= GOAL OF THE EXERCISE =
Copy out all lines from the material that contain the string "palm".
-- PROVIDED ENTRIES follows --
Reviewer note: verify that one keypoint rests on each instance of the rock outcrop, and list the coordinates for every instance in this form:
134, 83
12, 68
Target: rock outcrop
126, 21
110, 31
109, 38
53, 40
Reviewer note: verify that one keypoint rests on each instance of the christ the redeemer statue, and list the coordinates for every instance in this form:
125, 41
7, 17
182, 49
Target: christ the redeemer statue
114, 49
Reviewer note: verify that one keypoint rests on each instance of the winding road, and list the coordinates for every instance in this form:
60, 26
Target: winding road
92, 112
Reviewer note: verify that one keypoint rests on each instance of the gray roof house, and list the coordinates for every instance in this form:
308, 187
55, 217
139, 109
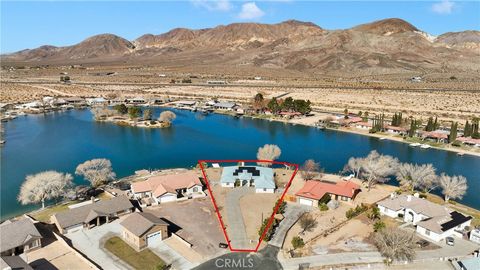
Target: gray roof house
92, 214
261, 178
432, 220
18, 237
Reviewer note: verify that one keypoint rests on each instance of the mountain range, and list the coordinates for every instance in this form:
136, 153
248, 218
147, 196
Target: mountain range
389, 45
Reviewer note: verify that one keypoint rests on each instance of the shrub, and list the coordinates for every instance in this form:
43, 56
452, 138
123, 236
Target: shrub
297, 242
379, 225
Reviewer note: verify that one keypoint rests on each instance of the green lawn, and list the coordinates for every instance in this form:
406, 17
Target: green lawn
144, 259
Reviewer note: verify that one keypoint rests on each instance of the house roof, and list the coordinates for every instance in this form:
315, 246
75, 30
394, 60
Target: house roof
17, 233
140, 223
87, 213
162, 184
225, 104
440, 224
315, 189
262, 176
14, 262
420, 206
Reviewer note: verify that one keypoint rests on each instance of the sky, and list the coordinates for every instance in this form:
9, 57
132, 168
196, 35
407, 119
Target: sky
30, 24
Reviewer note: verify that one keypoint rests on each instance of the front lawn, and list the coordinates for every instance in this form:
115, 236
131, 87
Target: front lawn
144, 259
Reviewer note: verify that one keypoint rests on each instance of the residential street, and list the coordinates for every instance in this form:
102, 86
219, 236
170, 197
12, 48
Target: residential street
236, 226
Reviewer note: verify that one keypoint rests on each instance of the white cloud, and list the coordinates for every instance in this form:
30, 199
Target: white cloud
218, 5
250, 11
443, 7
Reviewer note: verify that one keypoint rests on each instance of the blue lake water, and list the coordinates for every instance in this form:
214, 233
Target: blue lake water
60, 141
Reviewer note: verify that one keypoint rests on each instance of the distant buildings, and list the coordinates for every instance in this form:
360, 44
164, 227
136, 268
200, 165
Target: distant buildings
93, 214
168, 188
313, 191
431, 220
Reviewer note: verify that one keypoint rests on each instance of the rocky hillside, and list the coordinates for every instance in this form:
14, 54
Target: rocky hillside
390, 45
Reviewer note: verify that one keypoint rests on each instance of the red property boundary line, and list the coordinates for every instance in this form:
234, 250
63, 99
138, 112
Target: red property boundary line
270, 221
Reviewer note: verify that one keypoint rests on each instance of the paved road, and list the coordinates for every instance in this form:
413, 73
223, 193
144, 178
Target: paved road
170, 256
265, 259
292, 214
235, 224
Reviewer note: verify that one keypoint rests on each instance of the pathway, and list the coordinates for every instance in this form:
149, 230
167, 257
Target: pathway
236, 227
292, 213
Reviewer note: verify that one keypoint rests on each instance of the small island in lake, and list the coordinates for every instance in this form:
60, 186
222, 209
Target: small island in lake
133, 116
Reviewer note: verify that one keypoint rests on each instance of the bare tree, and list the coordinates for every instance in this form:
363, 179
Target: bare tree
453, 187
44, 186
167, 117
311, 169
354, 166
268, 152
395, 244
376, 168
307, 223
96, 171
415, 176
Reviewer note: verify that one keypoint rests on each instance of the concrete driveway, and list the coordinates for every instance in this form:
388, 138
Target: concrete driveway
236, 226
292, 213
90, 242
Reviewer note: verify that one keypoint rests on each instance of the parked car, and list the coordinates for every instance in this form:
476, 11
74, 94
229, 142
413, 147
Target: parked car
450, 241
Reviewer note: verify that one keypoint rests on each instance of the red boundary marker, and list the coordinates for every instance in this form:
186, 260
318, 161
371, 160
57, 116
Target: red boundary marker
270, 221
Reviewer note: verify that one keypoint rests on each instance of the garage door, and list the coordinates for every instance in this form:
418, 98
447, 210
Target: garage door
154, 238
306, 202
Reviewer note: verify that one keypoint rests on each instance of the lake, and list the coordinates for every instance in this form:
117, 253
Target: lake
60, 141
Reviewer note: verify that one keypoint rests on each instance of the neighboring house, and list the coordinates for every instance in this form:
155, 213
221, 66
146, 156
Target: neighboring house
363, 125
433, 221
168, 188
14, 263
90, 215
261, 178
228, 106
96, 101
314, 190
396, 130
136, 100
18, 237
437, 136
141, 230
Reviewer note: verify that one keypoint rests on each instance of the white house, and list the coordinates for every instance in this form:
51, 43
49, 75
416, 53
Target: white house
261, 178
96, 101
433, 221
168, 188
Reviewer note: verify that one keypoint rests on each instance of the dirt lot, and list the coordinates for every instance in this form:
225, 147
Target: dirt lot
254, 207
198, 223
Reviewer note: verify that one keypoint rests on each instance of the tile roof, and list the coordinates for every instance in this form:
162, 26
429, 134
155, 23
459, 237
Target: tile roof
140, 223
162, 184
17, 233
315, 189
262, 176
87, 213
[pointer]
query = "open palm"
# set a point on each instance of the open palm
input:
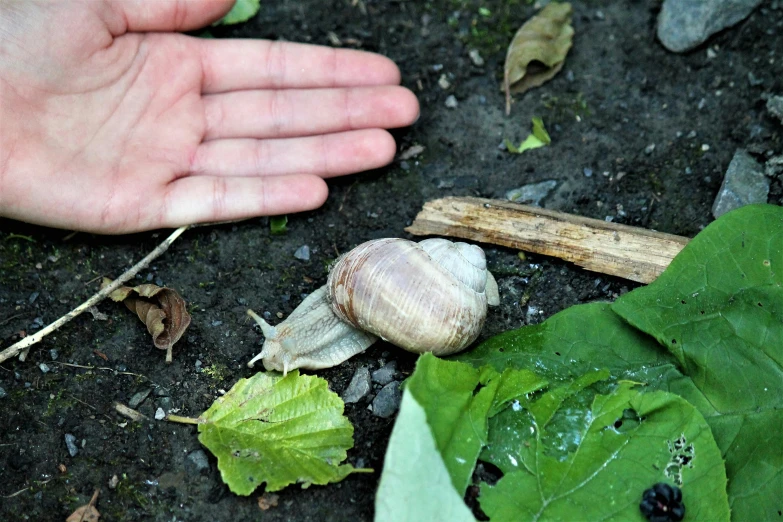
(109, 123)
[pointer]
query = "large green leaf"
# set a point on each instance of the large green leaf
(573, 342)
(457, 400)
(278, 430)
(611, 463)
(415, 484)
(719, 309)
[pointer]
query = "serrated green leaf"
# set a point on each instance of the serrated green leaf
(457, 400)
(278, 430)
(606, 474)
(415, 484)
(242, 11)
(719, 309)
(539, 138)
(277, 224)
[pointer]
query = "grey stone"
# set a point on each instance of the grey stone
(385, 374)
(197, 463)
(70, 443)
(774, 166)
(533, 193)
(686, 24)
(387, 401)
(359, 386)
(303, 253)
(775, 106)
(139, 398)
(743, 184)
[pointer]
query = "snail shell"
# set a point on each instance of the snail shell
(424, 297)
(430, 296)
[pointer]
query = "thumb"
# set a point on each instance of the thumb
(170, 15)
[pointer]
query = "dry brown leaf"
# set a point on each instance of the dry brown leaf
(538, 50)
(86, 513)
(161, 309)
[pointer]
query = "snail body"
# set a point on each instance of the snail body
(430, 296)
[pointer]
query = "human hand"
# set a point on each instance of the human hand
(109, 127)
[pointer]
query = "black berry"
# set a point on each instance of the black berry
(662, 503)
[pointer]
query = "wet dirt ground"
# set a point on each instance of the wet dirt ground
(619, 92)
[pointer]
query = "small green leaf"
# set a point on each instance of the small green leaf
(718, 308)
(604, 477)
(539, 138)
(415, 484)
(278, 430)
(242, 11)
(277, 224)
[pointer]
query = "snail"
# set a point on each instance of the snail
(430, 296)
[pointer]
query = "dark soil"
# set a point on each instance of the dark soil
(619, 92)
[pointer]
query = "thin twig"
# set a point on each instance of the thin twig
(30, 340)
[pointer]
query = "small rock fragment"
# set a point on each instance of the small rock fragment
(385, 374)
(387, 401)
(138, 398)
(743, 184)
(303, 253)
(686, 24)
(70, 443)
(359, 386)
(197, 463)
(775, 106)
(532, 194)
(475, 57)
(774, 166)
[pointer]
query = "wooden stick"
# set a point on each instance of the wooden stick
(629, 252)
(30, 340)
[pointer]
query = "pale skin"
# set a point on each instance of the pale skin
(111, 122)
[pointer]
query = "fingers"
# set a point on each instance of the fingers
(297, 112)
(260, 64)
(170, 15)
(204, 198)
(324, 156)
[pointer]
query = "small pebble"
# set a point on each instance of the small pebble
(197, 463)
(359, 386)
(387, 401)
(138, 398)
(476, 58)
(385, 374)
(303, 253)
(70, 443)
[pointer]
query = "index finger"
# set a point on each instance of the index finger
(229, 65)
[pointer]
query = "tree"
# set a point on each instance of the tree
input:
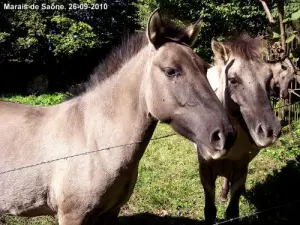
(57, 42)
(220, 18)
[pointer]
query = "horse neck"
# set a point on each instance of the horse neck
(115, 110)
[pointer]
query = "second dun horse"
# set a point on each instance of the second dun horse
(153, 77)
(241, 80)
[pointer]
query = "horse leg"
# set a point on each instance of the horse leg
(225, 190)
(236, 190)
(208, 179)
(108, 218)
(69, 219)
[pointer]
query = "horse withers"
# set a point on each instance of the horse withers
(152, 77)
(241, 80)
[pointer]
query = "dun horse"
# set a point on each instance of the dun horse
(241, 80)
(283, 73)
(153, 77)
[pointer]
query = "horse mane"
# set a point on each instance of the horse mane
(130, 46)
(246, 47)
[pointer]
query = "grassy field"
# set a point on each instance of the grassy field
(168, 190)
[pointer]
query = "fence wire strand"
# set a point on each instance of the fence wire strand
(83, 153)
(257, 213)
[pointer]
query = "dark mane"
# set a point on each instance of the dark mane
(246, 47)
(130, 46)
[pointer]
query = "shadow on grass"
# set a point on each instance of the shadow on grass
(280, 193)
(151, 219)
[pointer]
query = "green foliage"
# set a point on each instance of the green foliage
(41, 100)
(74, 36)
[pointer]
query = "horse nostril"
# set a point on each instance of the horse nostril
(217, 140)
(269, 132)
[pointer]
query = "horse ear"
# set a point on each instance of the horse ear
(193, 30)
(220, 50)
(154, 28)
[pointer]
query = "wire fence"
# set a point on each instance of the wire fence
(83, 153)
(153, 139)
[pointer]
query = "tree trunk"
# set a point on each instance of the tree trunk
(267, 10)
(280, 7)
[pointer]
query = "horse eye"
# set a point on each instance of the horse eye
(233, 81)
(171, 72)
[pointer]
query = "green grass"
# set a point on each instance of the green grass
(168, 189)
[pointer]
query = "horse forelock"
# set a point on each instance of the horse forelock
(246, 47)
(130, 46)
-- PROVIDED ENTRIES concluded --
= SOLUTION BELOW =
query = "open palm"
# set a point on each instance of the open palm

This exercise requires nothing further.